--- BEGIN Given passage ---

Michael Brown is one of four unarmed black men killed in the last month by police. On July 17, Eric Garner was killed by an illegal chokehold in New York. On August 5, John Crawford was shot in a store in Beavercreek, OH. Just after Brown’s death, on August 9 Ezell Ford, a young man with known mental illness, was shot in Los Angeles. These are four examples of many, according to a recent study, a black man is killed every 28 hours by police, security guards or vigilantes. The whole nation is experiencing these tragedies; reality is being forced upon us.
The public reaction to the event has been immense. On Thursday evening protests were held from coast-to-coast expressing solidarity with the people of Ferguson and grief for the death of Michael Brown and the deaths of others across the nation killed by police. There are now increasing calls for the demilitarization of the police by the Attorney General and elected officials. And, the DOJ has announced a broad review of police practices that lead to deadly force. People are taking action pressuring the DOJ to act, see: Tell The Department of Justice to end racist and militaristic policing.

--- END Given passage ---

[Requirement A]
Reproduce the passage about police killings word for word between "The public reaction" and "and militaristic policing.", inclusive.
[Requirement B]
Render this sentence from the passage about police killings in Spanish: "The public reaction to the event has been immense."
Rely only on the passage about police killings.

--- BEGIN Information supplied ---

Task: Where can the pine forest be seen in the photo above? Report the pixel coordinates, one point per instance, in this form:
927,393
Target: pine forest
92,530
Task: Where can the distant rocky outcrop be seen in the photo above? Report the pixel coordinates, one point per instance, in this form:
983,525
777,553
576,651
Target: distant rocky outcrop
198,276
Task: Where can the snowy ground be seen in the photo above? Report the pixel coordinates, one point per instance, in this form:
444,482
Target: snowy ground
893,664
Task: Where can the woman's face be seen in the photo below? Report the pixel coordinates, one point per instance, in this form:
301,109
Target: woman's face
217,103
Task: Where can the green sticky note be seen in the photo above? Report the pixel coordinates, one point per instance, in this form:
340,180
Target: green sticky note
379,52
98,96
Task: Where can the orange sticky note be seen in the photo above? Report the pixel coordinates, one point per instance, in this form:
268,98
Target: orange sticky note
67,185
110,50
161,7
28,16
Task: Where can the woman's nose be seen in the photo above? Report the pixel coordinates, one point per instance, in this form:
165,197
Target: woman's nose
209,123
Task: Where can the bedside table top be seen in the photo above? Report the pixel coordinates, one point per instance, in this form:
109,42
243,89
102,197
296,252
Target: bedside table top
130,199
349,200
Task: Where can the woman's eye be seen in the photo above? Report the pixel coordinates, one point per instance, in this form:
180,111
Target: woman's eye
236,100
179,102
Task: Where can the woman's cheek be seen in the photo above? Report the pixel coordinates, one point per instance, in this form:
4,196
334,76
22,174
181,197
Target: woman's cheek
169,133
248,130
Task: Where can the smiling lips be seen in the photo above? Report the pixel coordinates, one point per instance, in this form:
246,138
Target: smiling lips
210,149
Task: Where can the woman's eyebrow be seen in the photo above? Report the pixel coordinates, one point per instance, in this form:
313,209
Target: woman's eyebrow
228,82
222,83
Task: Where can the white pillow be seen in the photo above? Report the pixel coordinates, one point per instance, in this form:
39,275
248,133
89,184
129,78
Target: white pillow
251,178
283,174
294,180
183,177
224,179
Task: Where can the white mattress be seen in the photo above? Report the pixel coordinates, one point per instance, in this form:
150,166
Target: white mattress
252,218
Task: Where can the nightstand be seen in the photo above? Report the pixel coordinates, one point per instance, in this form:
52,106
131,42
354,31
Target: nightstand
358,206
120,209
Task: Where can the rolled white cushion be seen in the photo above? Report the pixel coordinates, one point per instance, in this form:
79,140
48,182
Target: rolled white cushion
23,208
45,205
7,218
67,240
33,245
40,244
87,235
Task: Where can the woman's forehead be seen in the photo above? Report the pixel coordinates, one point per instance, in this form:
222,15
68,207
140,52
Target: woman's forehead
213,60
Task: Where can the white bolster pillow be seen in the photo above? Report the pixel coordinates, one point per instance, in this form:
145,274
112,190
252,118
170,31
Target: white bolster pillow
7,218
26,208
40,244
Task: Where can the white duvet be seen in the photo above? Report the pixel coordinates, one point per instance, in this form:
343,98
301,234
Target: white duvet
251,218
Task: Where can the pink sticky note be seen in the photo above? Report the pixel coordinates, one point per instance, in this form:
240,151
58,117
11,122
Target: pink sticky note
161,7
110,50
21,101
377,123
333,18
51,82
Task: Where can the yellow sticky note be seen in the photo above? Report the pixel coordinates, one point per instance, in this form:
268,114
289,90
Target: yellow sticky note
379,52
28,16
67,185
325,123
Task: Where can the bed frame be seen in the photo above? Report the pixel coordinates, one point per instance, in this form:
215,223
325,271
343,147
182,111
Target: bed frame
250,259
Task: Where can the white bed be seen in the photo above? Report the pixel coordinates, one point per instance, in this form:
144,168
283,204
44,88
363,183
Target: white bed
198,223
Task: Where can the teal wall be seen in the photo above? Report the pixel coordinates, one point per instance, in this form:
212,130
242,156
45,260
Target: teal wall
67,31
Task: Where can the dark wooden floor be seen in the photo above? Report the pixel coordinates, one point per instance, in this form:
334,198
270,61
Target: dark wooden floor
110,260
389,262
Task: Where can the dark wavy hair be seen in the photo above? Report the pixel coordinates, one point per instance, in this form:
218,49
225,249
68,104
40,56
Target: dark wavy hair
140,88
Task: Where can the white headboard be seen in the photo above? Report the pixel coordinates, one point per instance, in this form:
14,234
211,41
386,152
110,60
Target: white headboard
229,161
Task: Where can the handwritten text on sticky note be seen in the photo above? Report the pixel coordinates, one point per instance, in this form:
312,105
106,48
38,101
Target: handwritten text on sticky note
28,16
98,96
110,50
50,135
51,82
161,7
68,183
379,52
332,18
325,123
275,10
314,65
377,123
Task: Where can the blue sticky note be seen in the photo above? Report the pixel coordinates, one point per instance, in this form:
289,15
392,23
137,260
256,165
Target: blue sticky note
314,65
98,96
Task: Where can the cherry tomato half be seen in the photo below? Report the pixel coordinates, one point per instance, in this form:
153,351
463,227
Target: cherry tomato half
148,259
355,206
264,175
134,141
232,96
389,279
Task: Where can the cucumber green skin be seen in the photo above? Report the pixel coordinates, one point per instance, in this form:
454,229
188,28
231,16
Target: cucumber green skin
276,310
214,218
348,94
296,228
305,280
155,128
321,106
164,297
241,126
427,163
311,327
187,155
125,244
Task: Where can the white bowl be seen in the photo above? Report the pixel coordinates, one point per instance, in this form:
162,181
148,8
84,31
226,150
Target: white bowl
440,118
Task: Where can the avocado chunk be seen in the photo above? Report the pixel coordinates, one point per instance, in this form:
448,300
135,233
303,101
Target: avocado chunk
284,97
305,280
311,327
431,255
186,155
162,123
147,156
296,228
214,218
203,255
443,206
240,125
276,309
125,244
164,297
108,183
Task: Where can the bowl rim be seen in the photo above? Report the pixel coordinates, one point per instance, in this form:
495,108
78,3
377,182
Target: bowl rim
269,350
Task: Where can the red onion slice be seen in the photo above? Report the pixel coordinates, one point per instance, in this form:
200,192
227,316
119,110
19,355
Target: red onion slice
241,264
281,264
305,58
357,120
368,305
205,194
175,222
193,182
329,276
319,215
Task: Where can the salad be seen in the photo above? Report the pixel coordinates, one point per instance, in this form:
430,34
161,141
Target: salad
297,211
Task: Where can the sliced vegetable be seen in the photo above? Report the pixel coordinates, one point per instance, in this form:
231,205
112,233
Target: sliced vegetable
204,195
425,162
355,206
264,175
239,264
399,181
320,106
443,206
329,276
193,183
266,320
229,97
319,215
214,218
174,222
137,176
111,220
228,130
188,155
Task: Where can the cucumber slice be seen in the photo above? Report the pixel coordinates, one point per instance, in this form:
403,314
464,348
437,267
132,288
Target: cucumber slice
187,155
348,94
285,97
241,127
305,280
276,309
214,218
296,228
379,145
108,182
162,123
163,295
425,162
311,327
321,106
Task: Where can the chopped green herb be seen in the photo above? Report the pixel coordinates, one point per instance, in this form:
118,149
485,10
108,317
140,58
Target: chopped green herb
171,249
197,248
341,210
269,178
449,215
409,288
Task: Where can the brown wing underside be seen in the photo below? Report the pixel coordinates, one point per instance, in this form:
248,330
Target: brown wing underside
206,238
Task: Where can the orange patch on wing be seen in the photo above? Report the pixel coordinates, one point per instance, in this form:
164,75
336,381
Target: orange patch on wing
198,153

--- END Information supplied ---

[Written solution A]
The public reaction to the event has been immense. On Thursday evening protests were held from coast-to-coast expressing solidarity with the people of Ferguson and grief for the death of Michael Brown and the deaths of others across the nation killed by police. There are now increasing calls for the demilitarization of the police by the Attorney General and elected officials. And, the DOJ has announced a broad review of police practices that lead to deadly force. People are taking action pressuring the DOJ to act, see: Tell The Department of Justice to end racist and militaristic policing.

[Written solution B]
La reacción pública al suceso ha sido inmensa.